**YOUR TASK**
Convert every line of the records below into a JSON list of strings, with one string per line and no entries for blank lines.

**Coordinate annotation records**

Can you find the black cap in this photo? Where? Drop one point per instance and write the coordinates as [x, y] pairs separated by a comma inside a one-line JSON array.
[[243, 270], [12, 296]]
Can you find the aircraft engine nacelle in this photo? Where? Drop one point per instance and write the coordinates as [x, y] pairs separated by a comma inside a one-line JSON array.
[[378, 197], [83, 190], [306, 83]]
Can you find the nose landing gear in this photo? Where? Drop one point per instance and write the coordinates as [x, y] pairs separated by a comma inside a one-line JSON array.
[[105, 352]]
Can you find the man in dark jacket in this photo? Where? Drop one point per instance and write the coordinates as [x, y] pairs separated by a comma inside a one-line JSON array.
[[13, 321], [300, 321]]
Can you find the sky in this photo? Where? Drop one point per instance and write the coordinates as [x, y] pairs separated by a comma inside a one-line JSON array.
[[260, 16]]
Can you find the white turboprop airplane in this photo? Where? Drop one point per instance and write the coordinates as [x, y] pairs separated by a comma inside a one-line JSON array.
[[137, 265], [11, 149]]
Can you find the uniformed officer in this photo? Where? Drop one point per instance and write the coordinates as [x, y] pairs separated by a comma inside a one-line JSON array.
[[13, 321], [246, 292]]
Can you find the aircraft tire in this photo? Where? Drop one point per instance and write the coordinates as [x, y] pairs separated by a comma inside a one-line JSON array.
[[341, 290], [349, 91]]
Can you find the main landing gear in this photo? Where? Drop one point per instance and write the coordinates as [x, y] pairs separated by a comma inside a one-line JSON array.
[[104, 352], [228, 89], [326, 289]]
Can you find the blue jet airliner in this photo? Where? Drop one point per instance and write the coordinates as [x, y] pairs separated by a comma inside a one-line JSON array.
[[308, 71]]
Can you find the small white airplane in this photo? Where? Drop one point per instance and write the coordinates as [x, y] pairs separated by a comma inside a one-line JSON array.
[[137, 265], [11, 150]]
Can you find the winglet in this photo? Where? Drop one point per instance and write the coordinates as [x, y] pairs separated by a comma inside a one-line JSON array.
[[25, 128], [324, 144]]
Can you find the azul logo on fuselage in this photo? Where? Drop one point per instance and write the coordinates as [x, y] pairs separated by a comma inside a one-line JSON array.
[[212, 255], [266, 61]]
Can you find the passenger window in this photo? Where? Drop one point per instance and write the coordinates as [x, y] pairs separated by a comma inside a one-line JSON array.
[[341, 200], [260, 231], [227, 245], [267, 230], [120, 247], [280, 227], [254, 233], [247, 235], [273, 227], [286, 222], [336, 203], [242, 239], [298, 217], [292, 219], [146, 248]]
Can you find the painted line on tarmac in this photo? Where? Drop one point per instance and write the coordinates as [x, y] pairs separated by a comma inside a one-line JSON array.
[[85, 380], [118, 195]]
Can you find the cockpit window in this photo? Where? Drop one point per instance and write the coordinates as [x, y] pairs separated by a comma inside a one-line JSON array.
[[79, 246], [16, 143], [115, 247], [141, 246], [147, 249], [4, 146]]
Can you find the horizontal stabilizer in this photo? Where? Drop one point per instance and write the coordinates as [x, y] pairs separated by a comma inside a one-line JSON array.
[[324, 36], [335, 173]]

**REPLY**
[
  "Can you find the black cap in this photo? Where? Drop one point per instance and write the coordinates as [x, y] pairs separated by a comma inside a one-line JSON array.",
  "[[243, 270], [12, 296]]",
  "Can you find the aircraft engine nacelle in this photo? Where? Drop one point per instance and write the coordinates as [x, y] pairs separated by a comma inside a one-line JSON array.",
  "[[378, 197], [83, 190], [306, 83]]",
  "Can you find the nose landing gear in this photo? Where? Drop one point per instance and write the coordinates as [x, y] pairs separated by a comma inside a one-line JSON array.",
  "[[105, 352]]",
  "Can you find the man in dark jacket in this photo? Where? Drop one point per instance and write the coordinates as [x, y] pairs separated by a comma inside a one-line JSON array.",
  "[[13, 321], [300, 321]]",
  "Can you find the sky in this photo? Where? Drop one point per instance and write the coordinates as [x, y] pairs separated by a comma inside a one-line JSON array.",
  "[[260, 16]]",
  "Can you find the white turboprop airplane in this photo? Where? Drop one point per instance and write the coordinates as [x, y] pairs separated by a comma inside a one-line JSON array.",
  "[[137, 265], [11, 149]]",
  "Can you find the uniformed officer in this photo? Where? Drop one point per instance and write the coordinates as [x, y] pairs separated by a comma inside a one-line JSON array.",
  "[[13, 321], [246, 292]]",
  "Can you find the aircraft tire in this photo? Where? Drop one point per instance and write the coordinates as [x, y] pairs separated by a comma inside a one-line JSON array.",
  "[[341, 290], [349, 91]]",
  "Can you find the main landing gear in this photo? Where? Drop one point per instance and write the coordinates as [x, y] pairs separated by a comma inside a one-line JSON array.",
  "[[104, 352], [228, 89], [326, 289]]",
  "Can you find the blue jet airliner in this photo? Where? Drop one point per instance and write the coordinates as [x, y] pairs separated by a comma inside a one-line JSON array.",
  "[[308, 71]]",
  "Can you find the small white airplane in this photo? Where? Drop one point per instance and write the coordinates as [x, y] pairs separated by a comma inside a one-line JSON array.",
  "[[137, 265], [11, 150]]",
  "Can you find the winglet in this photo? Where? Drop one point per instance and write the coordinates as [x, y] pairs separated by a comma inside a one-line JSON array.",
  "[[25, 128], [324, 144]]",
  "Can you find the azul logo on fuselage in this photo? Where? Drop one point per instance and write the coordinates as [x, y] pairs separated by a comma inside a one-line JSON array.",
  "[[212, 255], [266, 61]]",
  "Can you find the passenger window in this photo? Where? Drop one point per instance and write the coordinates as [x, y] pairs separated by a comma inside a one-line JSON array.",
  "[[341, 200], [260, 231], [227, 245], [267, 230], [120, 247], [280, 227], [254, 233], [247, 235], [273, 227], [286, 222], [336, 203], [242, 239], [298, 217], [292, 219], [146, 248]]",
  "Can you find the painted line on tarmac in this photo? Where? Drop one point per instance and write the coordinates as [x, y] pairs separated by a comma inside a one-line JSON array.",
  "[[85, 380], [118, 195]]",
  "Can you find the cockpit window in this photo? Where? Drop one point per instance and write the coordinates as [x, y] pairs separated by a comma inside a one-line JSON array.",
  "[[79, 246], [16, 143], [115, 247], [141, 246], [147, 249], [4, 146]]",
  "Can you find the horizontal stabilizer in this photo? Where? Drop one point per instance and write the coordinates as [x, y] pairs separated by a comma inside a one-line JSON array.",
  "[[324, 36], [335, 173]]"
]